>> START GIVEN RECORDS
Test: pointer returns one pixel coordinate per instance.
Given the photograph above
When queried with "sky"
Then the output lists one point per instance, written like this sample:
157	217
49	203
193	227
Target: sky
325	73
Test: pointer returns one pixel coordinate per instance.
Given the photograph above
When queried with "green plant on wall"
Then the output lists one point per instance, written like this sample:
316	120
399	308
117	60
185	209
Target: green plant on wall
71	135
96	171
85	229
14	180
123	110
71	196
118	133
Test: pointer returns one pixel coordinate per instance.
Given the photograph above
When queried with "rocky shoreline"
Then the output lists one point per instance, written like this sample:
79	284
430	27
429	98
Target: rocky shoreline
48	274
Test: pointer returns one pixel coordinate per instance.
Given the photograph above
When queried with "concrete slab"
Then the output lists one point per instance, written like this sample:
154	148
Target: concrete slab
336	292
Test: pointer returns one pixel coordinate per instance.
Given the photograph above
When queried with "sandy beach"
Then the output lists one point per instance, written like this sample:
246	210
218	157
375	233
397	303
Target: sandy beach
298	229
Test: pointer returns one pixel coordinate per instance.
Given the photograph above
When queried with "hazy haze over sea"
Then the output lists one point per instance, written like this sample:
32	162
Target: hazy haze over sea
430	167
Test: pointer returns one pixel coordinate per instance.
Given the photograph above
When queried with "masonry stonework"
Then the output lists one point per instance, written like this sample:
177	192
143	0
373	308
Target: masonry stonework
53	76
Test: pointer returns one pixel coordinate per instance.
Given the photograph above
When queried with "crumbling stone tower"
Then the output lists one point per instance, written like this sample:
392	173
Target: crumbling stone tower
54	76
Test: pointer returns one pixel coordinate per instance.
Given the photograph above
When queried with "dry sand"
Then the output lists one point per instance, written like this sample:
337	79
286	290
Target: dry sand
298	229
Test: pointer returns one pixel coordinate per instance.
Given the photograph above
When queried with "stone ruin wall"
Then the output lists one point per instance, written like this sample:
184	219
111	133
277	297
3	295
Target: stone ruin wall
>> END GIVEN RECORDS
Nothing in the data may differ; print all of it exactly as written.

CORRECT OUTPUT:
Test: pointer returns one pixel coordinate per instance.
Given the photograph above
When queried with "sky"
Then the output lists one point per instance, written like this sample:
157	217
49	203
193	227
Target: sky
325	73
Test: pointer returns one pixel coordinate per instance.
Given the photograph above
When queried with "green plant on wall"
Then the output lists one point per instance, written like this sample:
316	120
399	308
117	60
185	209
Target: green plant on wall
71	135
96	171
85	229
14	180
123	110
71	196
118	133
Test: pointer returns one pixel coordinate per instance.
Given the photograph above
When queried with "rocky shoreline"
Then the output lists one point per instance, written like this sample:
79	284
430	27
429	98
Target: rocky shoreline
48	274
Test: pointer returns one pixel coordinate per instance.
Given the photograph above
When queried with "concrete slab"
Then the output lists one point per instance, written like this sample:
154	148
Target: concrete slab
336	292
Test: pointer returns one pixel coordinate per instance.
Given the photograph above
When queried with "sandy beach"
Then the output lists one point per instance, written like this sample:
246	210
218	157
375	233
397	303
Target: sandy beach
298	229
Test: pointer returns one pixel coordinate per instance.
Given the photograph above
When queried with "hazy haze over sea"
Then the output lists one point per instance, written like this sample:
32	162
Target: hazy haze over sea
430	167
Test: pointer returns one pixel coordinate per instance.
Given the photograph above
When queried with "masonry stonework"
Then the output lists one point per instance, written like this sample:
177	192
143	0
373	308
Target: masonry stonework
53	76
Test: pointer returns one pixel coordinate per instance.
Given the photograph above
When queried with "crumbling stone tower"
Then the output lists one point per instance, written like this sample:
392	173
Target: crumbling stone tower
54	76
Test: pointer returns one pixel coordinate per instance.
Given the photograph above
When queried with "dry sand"
Then the output lists one point per instance, written like this sample:
337	79
286	290
Target: dry sand
298	229
Test: pointer returns one pixel coordinate per instance.
Given the photograph above
When queried with "stone ruin wall"
Then the output lists one point per instance, written like this sample:
184	219
111	133
277	297
3	295
Target: stone ruin wall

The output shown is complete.